Hirsutism in women is defined as the excess of terminal hair growth in a male pattern distribution [1]. Terminal hair is coarse and pigmented as opposed to the vellus hair which is fine, nonpigmented, and soft and covers the entire skin surface except the lips, palms, and soles [1]. The prevalence of hirsutism ranges from 4.3 to 10.8 % in African American and Caucasian women (variable due to some degree of examiner subjectivity), but is lower in Asian women [1]. About 5–15 % of hirsute women have no detectable androgen excess on blood testing [2]. The prevalence of hirsutism in postmenopausal women is not well studied [3], but mild degrees of hair excess are not uncommon in the years following the final menstrual period due to a profound decline in ovarian estrogens relative to the menopausal androgen milieu [4, 5]. The decline in ovarian estrogens and the associated decrease in hepatic sex hormone-binding globulin (SHBG) levels lead to an increase in the free androgen index (FAI), which may explain the common postmenopausal development of terminal hair on the face and chin, as well as the thinning of scalp hair as described in the index case [6].

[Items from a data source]

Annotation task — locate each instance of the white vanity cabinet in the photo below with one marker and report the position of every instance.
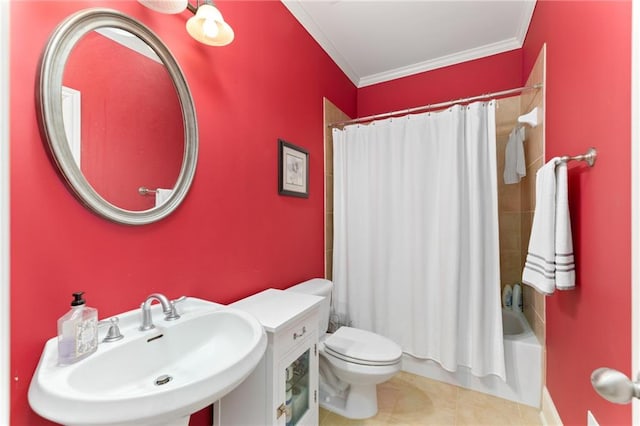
(283, 389)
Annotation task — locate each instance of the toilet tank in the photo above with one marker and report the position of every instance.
(318, 287)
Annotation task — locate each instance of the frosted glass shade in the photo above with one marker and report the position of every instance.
(165, 6)
(208, 26)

◆ **TASK OBJECTIVE**: Write the next part of the passage on hirsutism in women, picking up after its final sentence. This data has no connection to the passage on hirsutism.

◆ **RESPONSE TO THE EXERCISE**:
There exists a regional variation in the degree of sensitivity of terminal hair to circulating androgens [7]. In addition to androgens, terminal hairs are affected by thyroid hormone, growth hormone, and local factors [7]. Areas such as the eyebrows, eyelashes, and lateral and occipital scalp are generally insensitive to androgens, whereas pubic (lower pubic triangle), axillary, and lower arm and leg hair are sensitive to low levels of androgens [7]. Terminal hair, typically in male pattern areas of growth including the sideburns, cheeks, chin, abdomen (male escutcheon/pelvic upper triangle), back, thighs, and upper arms, is sensitive to higher levels of androgens; presence of terminal hair in these locations, unless familial, is generally considered abnormal in women [7, 8].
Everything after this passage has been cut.